Dataset records:
»»
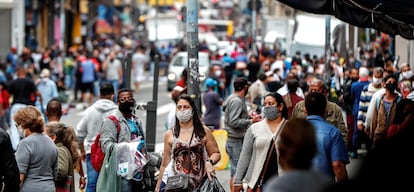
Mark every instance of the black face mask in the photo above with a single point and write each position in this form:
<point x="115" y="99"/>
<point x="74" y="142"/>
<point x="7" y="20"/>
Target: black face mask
<point x="126" y="107"/>
<point x="391" y="86"/>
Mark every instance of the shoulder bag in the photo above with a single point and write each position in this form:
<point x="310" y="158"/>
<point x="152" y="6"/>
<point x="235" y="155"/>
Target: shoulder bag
<point x="259" y="185"/>
<point x="179" y="182"/>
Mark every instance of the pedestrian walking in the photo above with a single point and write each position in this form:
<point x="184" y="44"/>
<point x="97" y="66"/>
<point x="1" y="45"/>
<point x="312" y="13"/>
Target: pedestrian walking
<point x="297" y="148"/>
<point x="332" y="155"/>
<point x="236" y="122"/>
<point x="24" y="93"/>
<point x="258" y="159"/>
<point x="9" y="174"/>
<point x="54" y="113"/>
<point x="189" y="148"/>
<point x="130" y="131"/>
<point x="65" y="141"/>
<point x="89" y="126"/>
<point x="36" y="154"/>
<point x="212" y="102"/>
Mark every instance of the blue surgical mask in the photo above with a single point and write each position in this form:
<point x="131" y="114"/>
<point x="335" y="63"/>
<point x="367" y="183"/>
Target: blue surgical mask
<point x="270" y="112"/>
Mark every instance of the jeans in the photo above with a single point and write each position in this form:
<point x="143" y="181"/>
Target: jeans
<point x="233" y="149"/>
<point x="92" y="175"/>
<point x="131" y="185"/>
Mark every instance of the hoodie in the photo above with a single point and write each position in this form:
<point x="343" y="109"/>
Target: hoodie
<point x="92" y="120"/>
<point x="236" y="117"/>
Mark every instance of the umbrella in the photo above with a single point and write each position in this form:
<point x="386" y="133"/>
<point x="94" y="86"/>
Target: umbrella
<point x="392" y="17"/>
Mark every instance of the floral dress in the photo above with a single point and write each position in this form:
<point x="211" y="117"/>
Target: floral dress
<point x="193" y="164"/>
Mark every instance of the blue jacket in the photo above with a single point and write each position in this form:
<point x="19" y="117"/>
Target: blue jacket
<point x="331" y="146"/>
««
Task item: Output each record precisely as it appears, and drop every picture.

Task response:
Mark every instance of the black face mask in the photo above with a single point and write each position in this form:
<point x="115" y="99"/>
<point x="74" y="142"/>
<point x="7" y="20"/>
Target: black face mask
<point x="126" y="107"/>
<point x="391" y="86"/>
Mark every instance of the shoulder bag in the photo above with a single point and write each position in this form:
<point x="310" y="158"/>
<point x="152" y="6"/>
<point x="235" y="155"/>
Target: shoulder bag
<point x="259" y="185"/>
<point x="179" y="182"/>
Mark every instance of the pedestrian walking in the photo above with a single point and write each position in this form:
<point x="184" y="44"/>
<point x="97" y="66"/>
<point x="1" y="45"/>
<point x="312" y="13"/>
Target: pedestrian walking
<point x="297" y="148"/>
<point x="332" y="155"/>
<point x="236" y="122"/>
<point x="24" y="93"/>
<point x="258" y="159"/>
<point x="9" y="174"/>
<point x="54" y="113"/>
<point x="189" y="148"/>
<point x="130" y="131"/>
<point x="65" y="141"/>
<point x="89" y="126"/>
<point x="36" y="154"/>
<point x="212" y="102"/>
Mark every instance of the blue surgical mask in the photo above with a single point and write each position in this form:
<point x="131" y="114"/>
<point x="335" y="63"/>
<point x="367" y="183"/>
Target: blue surgical mask
<point x="270" y="112"/>
Mark every instance of the jeans in the photo above with a single point and write each position in this form:
<point x="143" y="181"/>
Target: jeans
<point x="233" y="149"/>
<point x="92" y="175"/>
<point x="131" y="185"/>
Mark every instance of the hoodie in the photo above with a single point and write each position in this form:
<point x="343" y="109"/>
Target: hoodie
<point x="92" y="120"/>
<point x="236" y="117"/>
Mark every instance of the umbrella in the photo above with a single point and write each position in this form:
<point x="386" y="133"/>
<point x="94" y="86"/>
Target: umbrella
<point x="392" y="17"/>
Mark every instance of the floral dress in the photo above with a single point and write each position in this form:
<point x="211" y="117"/>
Target: floral dress
<point x="193" y="164"/>
Mark every instance of the blue jacket in the photo above with a single point and write each position in this form:
<point x="19" y="117"/>
Target: blue jacket
<point x="331" y="146"/>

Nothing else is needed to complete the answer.